VORGELEGTER TEXT:
● ● ●

Die Baroness und das Guggenheim – Hilla von Rebays Wiederentdeckung

Manchmal gehen Lebensträume in Erfüllung – wie der Roland von Rebays. Jahrelang kämpfte der heute über 80-jährige Architekt aus Wessling in Bayern um eine Anerkennung der Verdienste seiner 1967 verstorbenen Tante und nun hat er es geschafft: Baroness Hilla von Rebay, die Gründungsdirektorin des Guggenheim-Museums in New York, ist wieder in den Blickpunkt einer interessierten Öffentlichkeit gerückt. In den 1920er Jahren brachte die exzentrische Künstlerin, Mäzenin und Kunstsammlerin den schwerreichen, amerikanischen „Kupferkönig” Solomon R. Guggenheim dazu, sein Geld für abstrakte Kunst auszugeben und diese Sammlung später in einem von Frank Lloyd Wright gebauten Museum auszustellen.

Die Guggenheim-Familie und die amerikanische High Society empfanden das als Skandal. Wozu Kunst sammeln, auf der nichts Gegenständliches zu erkennen ist? Und was mischte sich diese Deutsche, diese Adlige, in das Leben des alternden Millionärs ein! „The B.” wird sie bis heute von der Familie genannt, das steht nicht für „die Baroness“, sondern für „das Biest”. Diese Frau muss eine unglaubliche, provozierende Ausstrahlung gehabt haben und bis heute weiß niemand genau, wie sich das Verhältnis zwischen ihr und dem amerikanischen Wirtschaftspotentaten Guggenheim gestaltete. War sie seine Geliebte oder nicht?

● ● ●

GEGEBENE DATEN:
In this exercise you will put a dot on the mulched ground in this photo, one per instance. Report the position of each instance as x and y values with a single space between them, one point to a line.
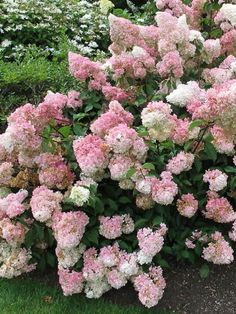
187 293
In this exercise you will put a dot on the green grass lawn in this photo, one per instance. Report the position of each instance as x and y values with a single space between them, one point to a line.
34 296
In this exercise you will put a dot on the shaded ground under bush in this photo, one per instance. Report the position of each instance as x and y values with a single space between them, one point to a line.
187 293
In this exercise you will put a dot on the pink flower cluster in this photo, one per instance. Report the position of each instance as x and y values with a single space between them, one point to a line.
217 179
164 190
218 250
44 203
150 243
113 227
53 171
69 227
187 205
181 162
91 153
219 209
156 117
12 205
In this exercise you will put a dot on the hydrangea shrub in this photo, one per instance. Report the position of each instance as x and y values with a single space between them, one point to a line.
137 169
46 23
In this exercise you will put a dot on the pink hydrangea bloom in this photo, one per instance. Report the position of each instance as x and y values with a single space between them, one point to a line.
219 209
227 42
218 250
13 233
108 120
116 279
93 269
212 48
171 64
82 68
91 153
53 171
128 264
164 190
73 100
232 233
222 142
175 7
121 138
144 201
113 227
11 205
44 202
6 173
181 162
217 179
187 205
119 165
156 117
114 93
109 255
71 282
69 227
150 243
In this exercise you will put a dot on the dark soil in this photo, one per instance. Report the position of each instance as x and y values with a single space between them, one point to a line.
187 293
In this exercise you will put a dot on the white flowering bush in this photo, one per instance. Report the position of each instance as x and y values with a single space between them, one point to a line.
45 23
112 182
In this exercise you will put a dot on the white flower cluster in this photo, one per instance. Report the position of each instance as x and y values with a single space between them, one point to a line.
184 93
25 23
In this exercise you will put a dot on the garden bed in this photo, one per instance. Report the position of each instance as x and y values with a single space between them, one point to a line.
187 293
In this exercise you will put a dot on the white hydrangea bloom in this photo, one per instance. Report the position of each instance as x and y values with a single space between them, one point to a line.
184 93
79 195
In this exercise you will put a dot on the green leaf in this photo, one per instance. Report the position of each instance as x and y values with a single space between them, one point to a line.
149 166
195 124
157 221
88 108
204 271
51 259
163 263
198 164
30 238
40 231
130 172
65 130
140 223
79 130
99 206
230 169
124 200
92 236
79 116
210 151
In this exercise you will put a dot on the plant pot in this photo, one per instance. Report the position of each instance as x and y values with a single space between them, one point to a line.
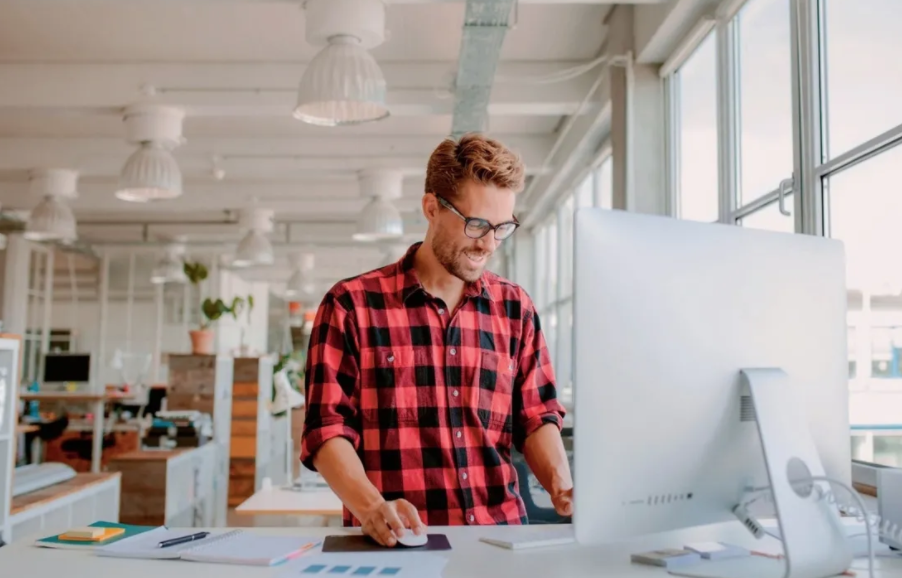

● ● ●

AUFGABEN:
**A)** Filtern Sie alle Zeilen heraus, welche die Zeichenfolge „bloom“ enthalten, und geben Sie diese wieder. Dabei ist die Groß- und Kleinschreibung zu beachten.
**B)** Setzen Sie den Text über Hilla von Rebay im Anschluss an seinen letzten Satz fort.
Der Text über Hilla von Rebay und die Zeilen sind voneinander unabhängiges Material.

LÖSUNGEN:
**A)**
In this exercise you will put a dot on the pink hydrangea bloom in this photo, one per instance. Report the position of each instance as x and y values with a single space between them, one point to a line.
In this exercise you will put a dot on the white hydrangea bloom in this photo, one per instance. Report the position of each instance as x and y values with a single space between them, one point to a line.

**B)**
Auch Sigrid Faltin weiß auf diese Frage keine Antwort. Die Freiburger Filmemacherin und Autorin hat nicht nur ein ungewöhnliches Filmporträt über Hilla von Rebay und ihr Leben zwischen New York, Berlin und dem südbadischen Teningen geschaffen, sondern zudem eine Biografie verfasst, die jetzt im Libelle Verlag erschienen ist. Der Spiegel charakterisierte das über dreihundert Seiten umfassende Buch als „ziemlich überschwänglich und sehr unterhaltsam”. In der Tat besticht es durch die anschaulichen Schilderungen des Lebens einer Frau, „die ihrer Zeit voraus war”, so Faltin.

„Warum haben wir noch nie von Hilla von Rebay gehört?” fragt die Biografin. Weil sie zwar als Gründungsdirektorin das heute weltberühmte Solomon R. Guggenheim-Museum an der 5th Avenue gemeinsam mit dem amerikanischen Star-Architekten Frank Lloyd Wright geplant hatte, aber nach dem Tod ihres Gönners nicht mehr gelitten war: Die Familie setzte andere Direktoren ein und lud Hilla von Rebay 1956 nicht einmal mehr zur Eröffnung. Ihre Widersacher, zu denen beispielsweise Solomons Nichte Peggy Guggenheim gehörte, die mit dem Museum of Modern Art in Konkurrenz zu Rebays Sammlung stand, hatten gesiegt.

Dass Hilla von Rebay in Film, Buch, Ausstellungen und auf einer eigenen Internet-Seite wieder entdeckt wurde, ist auch einem Schulprojekt zu verdanken. Eine Gedenkstätte erinnert in Teningen zwar an die Künstlerin und auf dem dortigen Friedhof liegt sie begraben, aber erst zwei rührige Lehrerinnen machten es sich gemeinsam mit den Kindern zum Ziel, sie neben anderen einst bekannten Bürgerinnen und Bürgern ihres Heimatortes wieder aus der Schublade des Vergessens zu holen. Über diese Aktion stand im Jahr 2000 ein Artikel in der Badischen Zeitung und Sigrid Faltin war bei der Lektüre sofort klar, dass sie über diese Frau mehr wissen wollte.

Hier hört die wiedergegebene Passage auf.